Setting the `--streaming` flag will enable cached convolutions, making the model compatible with realtime processing. **If you forget to use the streaming mode and try to load the model in Max, you will hear clicking artifacts.**

## Pretrained models

Several pretrained streaming models [are available here](https://acids-ircam.github.io/rave_models_download). We'll keep the list updated with new models.

## Where is the prior ?

The prior model was an experimental feature from RAVEv1 and has been removed from this repository. **However**, we will release a new improved version of the prior soon (very soon in fact).

## Discussion

If you have questions, want to share your experience with RAVE or share musical pieces done with the model, you can use the [Discussion tab](https://github.com/acids-ircam/RAVE/discussions) !

## Demonstration

### RAVE x nn~

Demonstration of what you can do with RAVE and the nn~ external for maxmsp !

[![RAVE x nn~](http://img.youtube.com/vi/dMZs04TzxUI/mqdefault.jpg)](https://www.youtube.com/watch?v=dMZs04TzxUI)

### embedded RAVE

Using nn~ for puredata, RAVE can be used in realtime on embedded platforms !

[![RAVE x nn~](http://img.youtube.com/vi/jAIRf4nGgYI/mqdefault.jpg)](https://www.youtube.com/watch?v=jAIRf4nGgYI)

> _REQUIRED WORK_:
Return the part of the RAVE text starting with "## Where is" and going on through "for maxmsp !", copied word for word. The rows have no connection to the RAVE text.

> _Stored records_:
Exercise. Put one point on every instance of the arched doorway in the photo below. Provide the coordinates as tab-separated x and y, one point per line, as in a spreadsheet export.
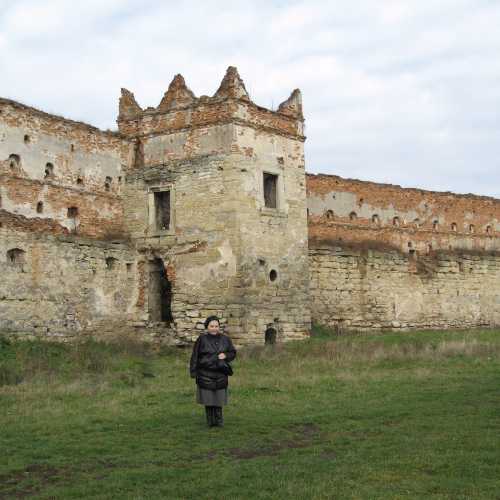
270	336
160	293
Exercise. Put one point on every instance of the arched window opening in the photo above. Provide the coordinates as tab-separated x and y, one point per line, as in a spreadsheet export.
111	263
49	170
16	257
14	161
160	293
72	212
270	336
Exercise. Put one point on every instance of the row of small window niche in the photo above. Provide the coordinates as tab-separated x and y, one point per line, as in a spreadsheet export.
49	173
396	221
17	257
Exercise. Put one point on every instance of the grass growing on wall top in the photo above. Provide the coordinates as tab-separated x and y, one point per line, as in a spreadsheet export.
396	415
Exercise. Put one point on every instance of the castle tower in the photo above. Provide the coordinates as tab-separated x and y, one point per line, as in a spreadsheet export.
215	202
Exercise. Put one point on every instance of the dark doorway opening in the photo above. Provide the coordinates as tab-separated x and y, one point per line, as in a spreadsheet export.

> _FULL RESPONSE_:
## Where is the prior ?

The prior model was an experimental feature from RAVEv1 and has been removed from this repository. **However**, we will release a new improved version of the prior soon (very soon in fact).

## Discussion

If you have questions, want to share your experience with RAVE or share musical pieces done with the model, you can use the [Discussion tab](https://github.com/acids-ircam/RAVE/discussions) !

## Demonstration

### RAVE x nn~

Demonstration of what you can do with RAVE and the nn~ external for maxmsp !